[Requirement] Reproduce as a numbered list everything from the start of the records down through the line containing "point(131, 494)", omitting blank lines. Leave the pictures out of the answer.

[Image object location records]
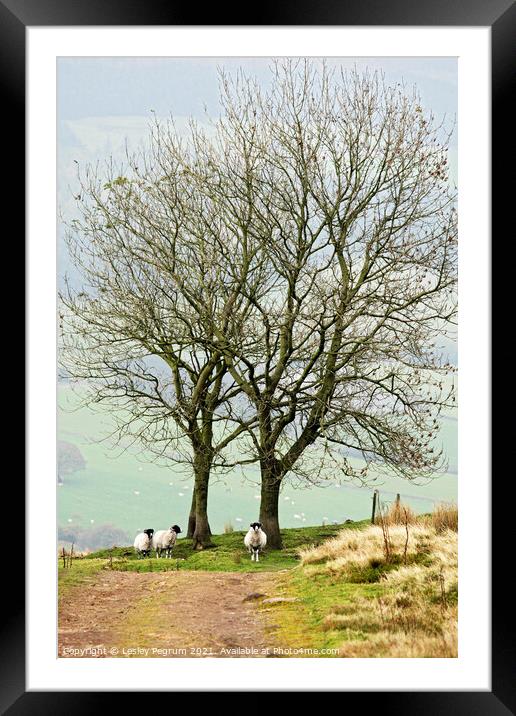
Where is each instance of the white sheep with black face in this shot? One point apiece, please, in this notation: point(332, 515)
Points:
point(255, 540)
point(164, 540)
point(143, 543)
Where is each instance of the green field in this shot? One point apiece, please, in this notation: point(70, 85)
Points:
point(131, 494)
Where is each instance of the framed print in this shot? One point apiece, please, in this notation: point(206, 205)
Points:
point(258, 306)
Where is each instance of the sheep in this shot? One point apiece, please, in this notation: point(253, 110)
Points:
point(143, 543)
point(255, 540)
point(164, 540)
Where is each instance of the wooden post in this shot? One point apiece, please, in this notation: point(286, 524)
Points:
point(375, 497)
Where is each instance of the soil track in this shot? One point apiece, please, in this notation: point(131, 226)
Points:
point(171, 614)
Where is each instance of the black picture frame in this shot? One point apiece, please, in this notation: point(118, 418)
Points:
point(500, 16)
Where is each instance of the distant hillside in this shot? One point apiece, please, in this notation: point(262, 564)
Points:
point(69, 460)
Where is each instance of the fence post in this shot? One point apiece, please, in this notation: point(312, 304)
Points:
point(375, 497)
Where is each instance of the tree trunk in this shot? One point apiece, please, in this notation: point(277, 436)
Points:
point(202, 533)
point(192, 519)
point(269, 507)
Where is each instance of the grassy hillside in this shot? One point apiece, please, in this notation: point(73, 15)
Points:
point(228, 555)
point(130, 494)
point(350, 597)
point(352, 590)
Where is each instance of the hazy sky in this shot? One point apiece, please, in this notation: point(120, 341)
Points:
point(102, 102)
point(105, 102)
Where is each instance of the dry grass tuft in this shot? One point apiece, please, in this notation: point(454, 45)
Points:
point(446, 517)
point(416, 613)
point(397, 514)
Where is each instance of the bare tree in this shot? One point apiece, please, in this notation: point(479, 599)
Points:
point(339, 184)
point(138, 335)
point(292, 267)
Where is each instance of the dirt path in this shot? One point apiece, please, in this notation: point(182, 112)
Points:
point(167, 614)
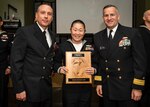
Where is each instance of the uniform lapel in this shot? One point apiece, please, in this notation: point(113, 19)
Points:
point(39, 37)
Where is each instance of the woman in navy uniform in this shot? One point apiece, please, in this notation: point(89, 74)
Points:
point(74, 95)
point(122, 62)
point(5, 45)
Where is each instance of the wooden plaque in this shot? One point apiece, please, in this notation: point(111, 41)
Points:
point(77, 62)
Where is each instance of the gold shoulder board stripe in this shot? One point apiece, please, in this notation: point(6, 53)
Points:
point(98, 78)
point(138, 82)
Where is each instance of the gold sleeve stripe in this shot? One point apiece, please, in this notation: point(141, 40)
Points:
point(138, 82)
point(98, 78)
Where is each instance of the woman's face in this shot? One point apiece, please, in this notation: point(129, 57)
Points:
point(77, 32)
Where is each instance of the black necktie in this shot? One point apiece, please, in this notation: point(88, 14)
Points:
point(44, 40)
point(110, 35)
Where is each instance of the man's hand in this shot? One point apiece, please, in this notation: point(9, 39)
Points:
point(90, 71)
point(63, 70)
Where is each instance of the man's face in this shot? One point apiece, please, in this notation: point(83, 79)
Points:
point(44, 15)
point(1, 23)
point(111, 17)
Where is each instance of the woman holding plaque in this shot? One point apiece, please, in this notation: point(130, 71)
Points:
point(76, 94)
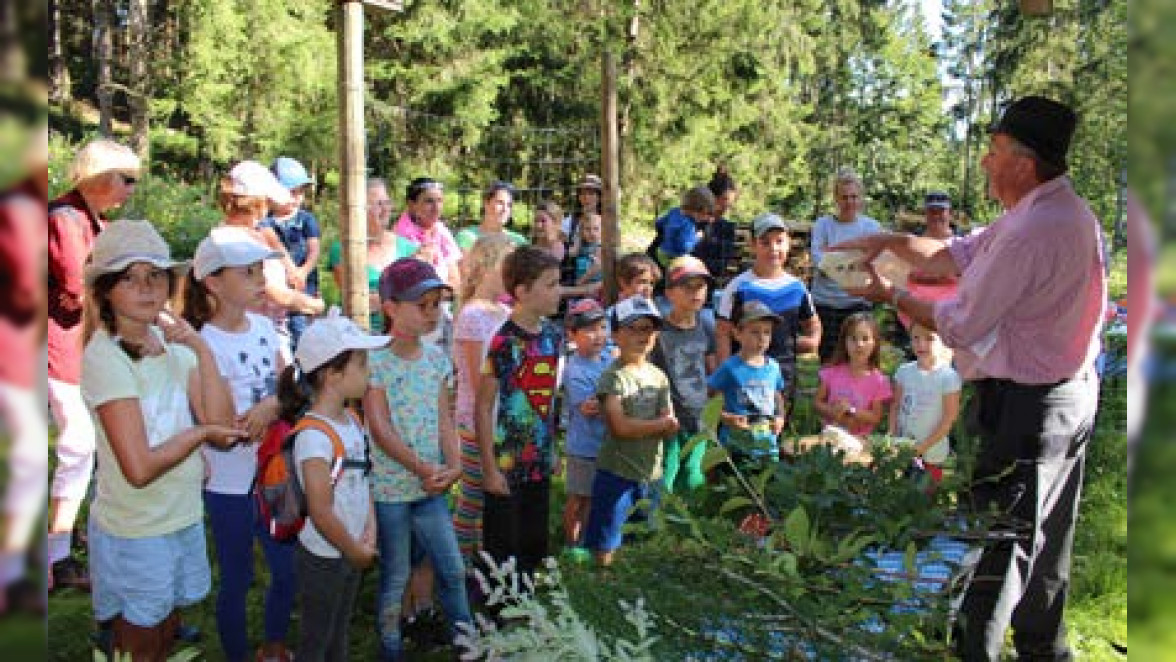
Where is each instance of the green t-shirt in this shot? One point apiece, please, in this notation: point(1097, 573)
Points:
point(645, 394)
point(468, 236)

[Solved problem]
1. Where is each instance of the white sheep with black face in this shot? One point apiece, please, in this notation: point(332, 515)
2. Points:
3. point(255, 540)
4. point(164, 540)
5. point(143, 543)
6. Where is each instance of the green field in this shot? One point apiece, please, in this notation: point(70, 85)
7. Points:
8. point(131, 494)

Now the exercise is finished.